ÉNONCÉ 1 =>
Mettez à jour l'extrait sur The Penelopes et le Mondial : recopiez le passage allant de « Ils en pensent » jusqu'à « que ça commence. » inclus, en remplaçant « Chelsea » par « Arsenal ».
ÉNONCÉ 2 =>
Selon l'extrait sur The Penelopes et le Mondial, depuis combien de temps les membres du groupe vivent-ils en Angleterre ?
ÉNONCÉ 3 =>
Poursuivez l'extrait sur The Penelopes et le Mondial à partir de sa dernière phrase.
::: EXTRAIT DU TEXTE
Invités par Robert Smith himself à venir se produire hier dimanche sur la scène du Meltdown Festival, dont le leader de The Cure est le curator cette année, les Français The Penelopes ont un autre rêve à réaliser : jouer dans un stade de foot anglais. Old Trafford si possible, pour ces fans du PSG et du FC Nantes expatriés depuis plus de cinq ans en Angleterre. À l’heure de l’entrée des Three Lions dans ce mondial, Axel et Vincent jugent le moral des sujets de sa Majesté vis-à-vis de leur sélection et de nos Bleus. Ça, et quelques autres interrogations comme la bagnole de Kanté et les selles de Deschamps.
Ils en pensent quoi les Anglais de ce mondial ? On sent la ferveur monter ?On les sent pas ultra chauds. Il y a quelques drapeaux qui commencent à s’afficher aux fenêtres, mais dans les discussions, ils sont plus concentrés sur les transferts de leur club que sur la sélection. Est-ce que Salah va se barrer, par exemple, est-ce que Blanc va venir à Chelsea. Ils sont pas ultra confiants dans leur équipe en fait. Ils sont derrière, mais moins que les autres années. On était déjà à Londres pour la Coupe du monde 2014 et c’était plus chaud. Là, ils se sont tapés des années de déconvenues. Ils ont une meilleure équipe sur le papier, mais on a l’impression qu’ils ne s’en rendent pas compte. Faut attendre que ça commence.
::::::
::: DONNÉES RELEVÉES
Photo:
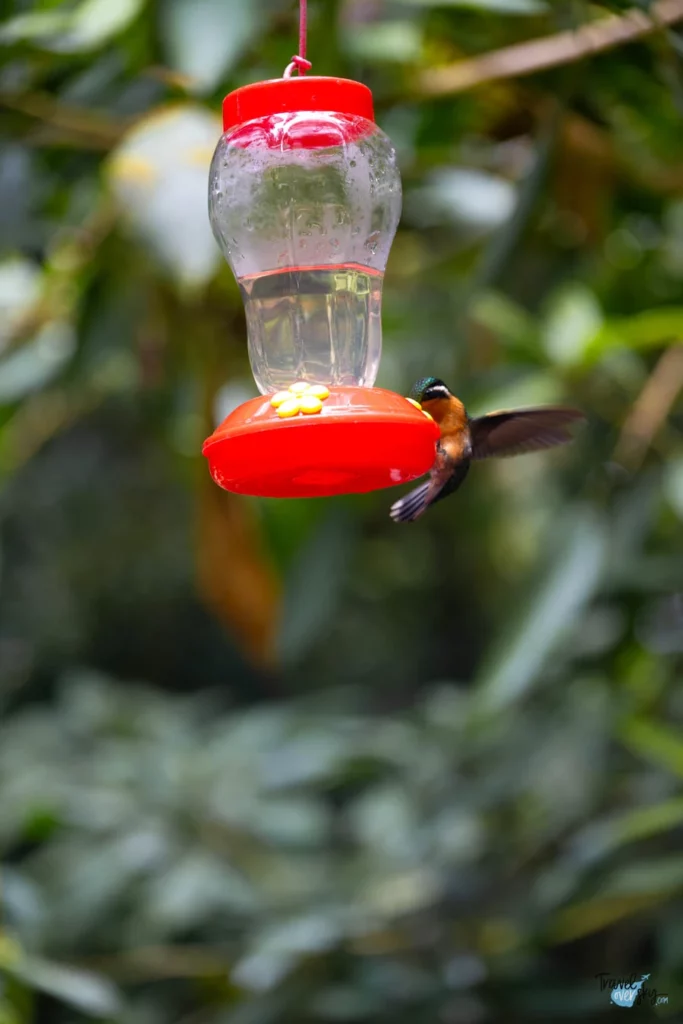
::::::
RÉSULTAT 1 =>
Ils en pensent quoi les Anglais de ce mondial ? On sent la ferveur monter ?On les sent pas ultra chauds. Il y a quelques drapeaux qui commencent à s’afficher aux fenêtres, mais dans les discussions, ils sont plus concentrés sur les transferts de leur club que sur la sélection. Est-ce que Salah va se barrer, par exemple, est-ce que Blanc va venir à Arsenal. Ils sont pas ultra confiants dans leur équipe en fait. Ils sont derrière, mais moins que les autres années. On était déjà à Londres pour la Coupe du monde 2014 et c’était plus chaud. Là, ils se sont tapés des années de déconvenues. Ils ont une meilleure équipe sur le papier, mais on a l’impression qu’ils ne s’en rendent pas compte. Faut attendre que ça commence.

RÉSULTAT 2 =>
Depuis plus de cinq ans.

RÉSULTAT 3 =>
Est-ce que finalement, ce n’est pas une bonne chose ? L’année où on ne les attend pas, et où donc la presse, notamment tabloïd, les laisse tranquille, n’est-elle pas l’année ou jamais pour les Three Lions ? Possible. Tu ressens pas du tout de pression sur eux. Du coup, ils vont pouvoir faire leur truc en loucedé. Il y a plus de pression sur l’équipe de France. J’ai l’impression qu’on parle beaucoup des Bleus dans les médias. Nous, on suit toutes les infos. C’est notre seule connexion avec la France. On se fout L’équipe du soir, ça nous fait poiler. Mbappé se prend un pauvre taquet d’Adil Rami, ils en font un drame. On aime bien, car c’est comme être au Balto rue de Maubeuge et écouter les mecs parler, dire des conneries. Quand tu es en Angleterre, tu es déconnecté. Ils n’en ont rien à foutre de la culture française, de la musique française… On a l’impression d’avoir un bout de France. On fait les emails en retard, les trucs administratifs en ayant une oreille sur L’Équipe 21. Ça ne te prend pas un gros morceau de ton cerveau.
Comment les Anglais voient nos Bleus ?Ils sont vraiment impressionnés par certains joueurs comme Mbappé. Ils leur tapent dans l’œil. J’ai entendu du bien de Tolisso aussi, des mecs qui disaient qu’il était sous-coté. En gros, ils les sentent assez bien.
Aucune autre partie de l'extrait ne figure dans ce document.